[The exercise] Reproduce word for word the passage of the Lyndhurst history starting at "For the social" and ending at "eighteen-fifties and sixties.".

[Page excerpt]

^^^^^^^^

In the summer of 1841 Philip Hone, the New York merchant and politician whose diary has been such a rich mine of illuminating comment upon his contemporaries, “went on another pleasant excursion up the [Hudson] valley to Tarrytown.…” One of the sights of that idyllic countryside to inspire his diaristic pen was the new country villa of his old political rival, General William Paulding.

“In the course of our drive we went to see Mr. Paulding’s magnificent house, yet unfinished, on the bank below Tarrytown. It is an immense edifice of white or gray marble, resembling a baronial castle, or rather a Gothic monastery, with towers, turrets and trellises; archways, armories and airholes; peaked windows and pinnacled roofs, and many other fantastics too tedious to enumerate, the whole constituting an edifice of gigantic size, with no room in it; which if I mistake not, will one of these days be designated as ‘Paulding’s folly’…”

Throughout the ages men have been given to erecting monuments of unsuitable grandeur to their own glory. In the nineteenth century the banks of the lordly Hudson were especially conducive to the construction of a host of inappropriately palatial or uniquely fantastic dwellings. Unlike the enormous “cottages” that erupted at Newport and other fashionable resorts near the close of the century, when ostentatious display had become an essential ingredient of social rank, the large houses of the Hudson Valley were the products of a more romantic and idealistic spirit. Many were buried in remote fastnesses where only eagles and hawks could be impressed by their grandeur. In the dreamy vale of the mists enshrouding the great river, inspired by long attachment to the forts, castles, and other trappings of feudal ancestors and by a deep sense of insecurity here on earth, many men were tempted to build their “castles in the sand” of stone and mortar.

Mr. Hone’s dire prophecy did not come true. Unlike other architectural excrescences that mushroomed over the American landscape in the nineteenth century, General Paulding’s “immense edifice” never became a derelict monument to the folly of man’s pride and vanity. Lyndhurst, as it was christened by a later owner, still stands, recognized by connoisseurs of architecture as “one of the great houses of America … uniting in its walls the beginning and the culmination of Hudson River Gothic.”

For the social historian, the men and women who have lived at Lyndhurst provide a superb epitome of the growth of the American economy in the nineteenth century and an unglossed portrait gallery of those who have been both its leaders and often its choicest beneficiaries. General Paulding was a rich lawyer who married an heiress of the Rhinelander family richer than himself. George Merritt, who bought Lyndhurst from Paulding’s descendants in 1864, was first a prosperous merchant and later a successful investor in the booming industrial by-products of the tremendous growth of railroads in the eighteen-fifties and sixties.

^^^^^^^^

[Data extract]
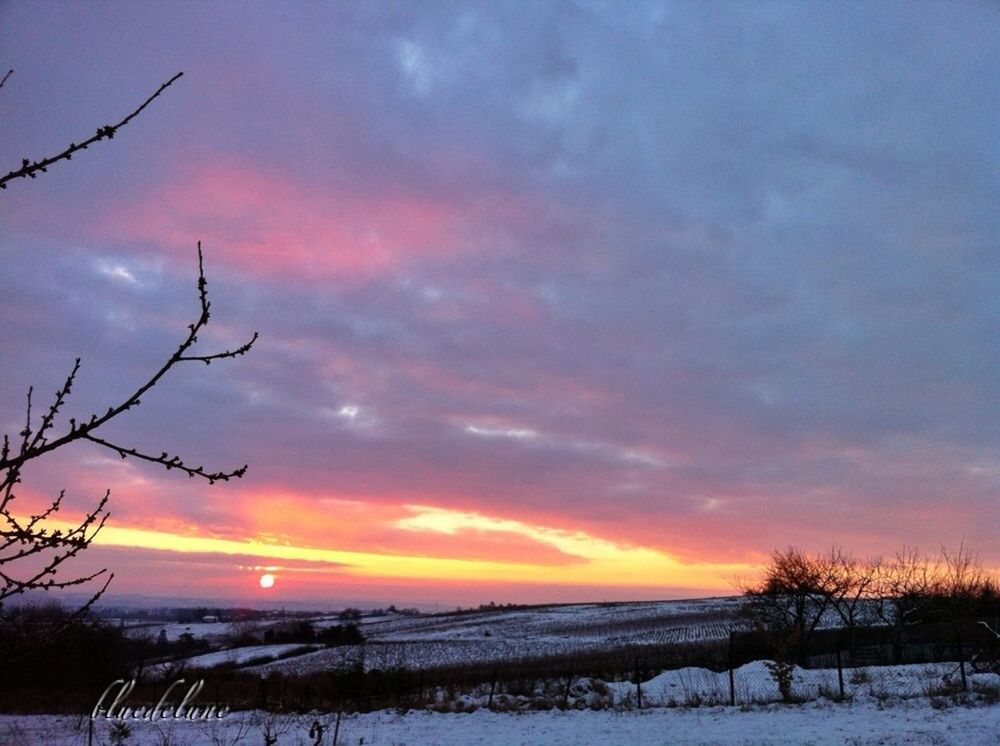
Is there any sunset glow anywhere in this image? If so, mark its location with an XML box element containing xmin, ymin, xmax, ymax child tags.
<box><xmin>0</xmin><ymin>2</ymin><xmax>1000</xmax><ymax>605</ymax></box>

^^^^^^^^

[Task result]
For the social historian, the men and women who have lived at Lyndhurst provide a superb epitome of the growth of the American economy in the nineteenth century and an unglossed portrait gallery of those who have been both its leaders and often its choicest beneficiaries. General Paulding was a rich lawyer who married an heiress of the Rhinelander family richer than himself. George Merritt, who bought Lyndhurst from Paulding’s descendants in 1864, was first a prosperous merchant and later a successful investor in the booming industrial by-products of the tremendous growth of railroads in the eighteen-fifties and sixties.